Exercise details>
Report every line in the material below that contains the string "gateway", matching case exactly.

Information provided>
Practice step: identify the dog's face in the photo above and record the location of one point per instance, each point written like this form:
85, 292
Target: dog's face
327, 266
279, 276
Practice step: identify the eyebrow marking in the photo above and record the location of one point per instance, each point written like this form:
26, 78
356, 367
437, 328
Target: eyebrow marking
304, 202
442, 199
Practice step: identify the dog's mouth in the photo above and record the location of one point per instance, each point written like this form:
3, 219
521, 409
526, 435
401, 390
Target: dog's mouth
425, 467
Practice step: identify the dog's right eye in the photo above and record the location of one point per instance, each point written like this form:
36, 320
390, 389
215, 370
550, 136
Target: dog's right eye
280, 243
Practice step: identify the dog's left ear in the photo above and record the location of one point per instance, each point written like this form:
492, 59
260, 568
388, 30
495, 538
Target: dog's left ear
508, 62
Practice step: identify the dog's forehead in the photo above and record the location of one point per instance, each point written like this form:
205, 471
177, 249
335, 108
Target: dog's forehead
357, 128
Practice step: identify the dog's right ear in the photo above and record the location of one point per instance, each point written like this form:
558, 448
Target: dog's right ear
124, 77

--

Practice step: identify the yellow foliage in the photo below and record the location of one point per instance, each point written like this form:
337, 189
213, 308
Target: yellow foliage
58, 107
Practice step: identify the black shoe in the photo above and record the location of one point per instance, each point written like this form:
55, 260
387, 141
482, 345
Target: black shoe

--

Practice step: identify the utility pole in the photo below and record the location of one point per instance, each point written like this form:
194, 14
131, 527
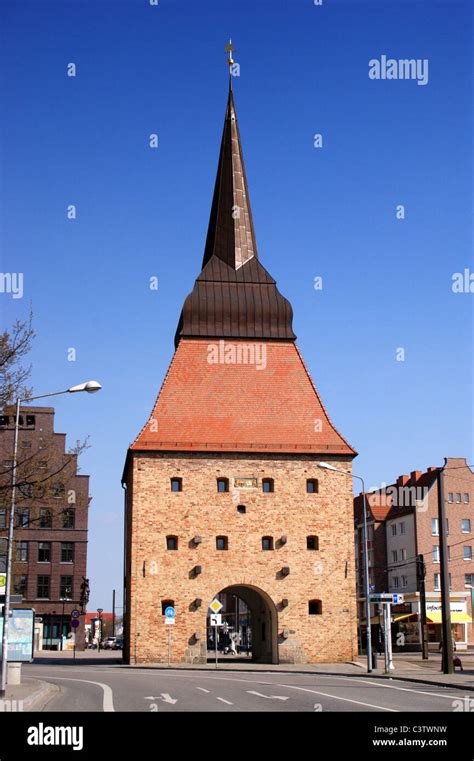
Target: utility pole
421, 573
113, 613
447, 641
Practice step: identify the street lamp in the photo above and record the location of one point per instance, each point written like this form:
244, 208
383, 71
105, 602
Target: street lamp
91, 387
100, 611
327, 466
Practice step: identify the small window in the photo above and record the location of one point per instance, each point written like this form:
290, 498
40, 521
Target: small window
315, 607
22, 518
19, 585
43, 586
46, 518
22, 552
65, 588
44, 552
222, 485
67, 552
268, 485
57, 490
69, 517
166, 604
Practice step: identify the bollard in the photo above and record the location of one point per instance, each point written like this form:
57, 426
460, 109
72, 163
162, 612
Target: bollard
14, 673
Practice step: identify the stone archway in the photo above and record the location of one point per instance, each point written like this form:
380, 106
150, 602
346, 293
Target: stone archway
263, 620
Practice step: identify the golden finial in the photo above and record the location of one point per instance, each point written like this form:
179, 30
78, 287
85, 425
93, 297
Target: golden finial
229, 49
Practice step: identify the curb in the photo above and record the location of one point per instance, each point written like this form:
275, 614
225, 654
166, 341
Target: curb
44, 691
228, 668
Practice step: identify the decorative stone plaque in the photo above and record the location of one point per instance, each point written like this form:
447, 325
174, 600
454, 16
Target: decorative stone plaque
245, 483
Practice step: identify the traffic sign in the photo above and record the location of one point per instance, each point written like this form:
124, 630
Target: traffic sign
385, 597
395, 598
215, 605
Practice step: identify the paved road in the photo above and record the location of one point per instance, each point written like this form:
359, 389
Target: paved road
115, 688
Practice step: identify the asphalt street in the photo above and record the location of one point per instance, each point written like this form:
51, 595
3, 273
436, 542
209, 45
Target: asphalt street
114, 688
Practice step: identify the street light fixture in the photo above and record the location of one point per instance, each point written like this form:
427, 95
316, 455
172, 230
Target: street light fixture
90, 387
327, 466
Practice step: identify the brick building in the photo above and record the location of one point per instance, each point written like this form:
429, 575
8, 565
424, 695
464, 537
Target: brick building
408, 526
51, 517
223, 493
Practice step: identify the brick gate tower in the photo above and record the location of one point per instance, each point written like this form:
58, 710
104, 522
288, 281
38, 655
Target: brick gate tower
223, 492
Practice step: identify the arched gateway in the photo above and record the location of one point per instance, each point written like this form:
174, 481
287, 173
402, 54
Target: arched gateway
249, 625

Exercise response>
Practice step: identify the arched gateway in the photo above and record the location of one point per instance, each point written like this form:
Target: arched gateway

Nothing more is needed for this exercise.